Directions for this task: Rescale the lines below. Copy every request unchanged and multiply each coordinate in the answers by 0.3, rounding to the nearest whole number with halves rounded up.

#####

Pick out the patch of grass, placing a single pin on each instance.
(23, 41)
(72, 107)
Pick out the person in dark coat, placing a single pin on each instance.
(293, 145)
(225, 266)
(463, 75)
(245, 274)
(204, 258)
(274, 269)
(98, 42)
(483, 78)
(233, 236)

#####

Reply to the task:
Pick out the patch of grass, placing a single pin on each instance.
(7, 12)
(22, 32)
Pick out the person in dark coat, placing a single pin on each instance.
(88, 44)
(68, 80)
(139, 23)
(74, 82)
(61, 77)
(82, 81)
(29, 13)
(145, 23)
(70, 71)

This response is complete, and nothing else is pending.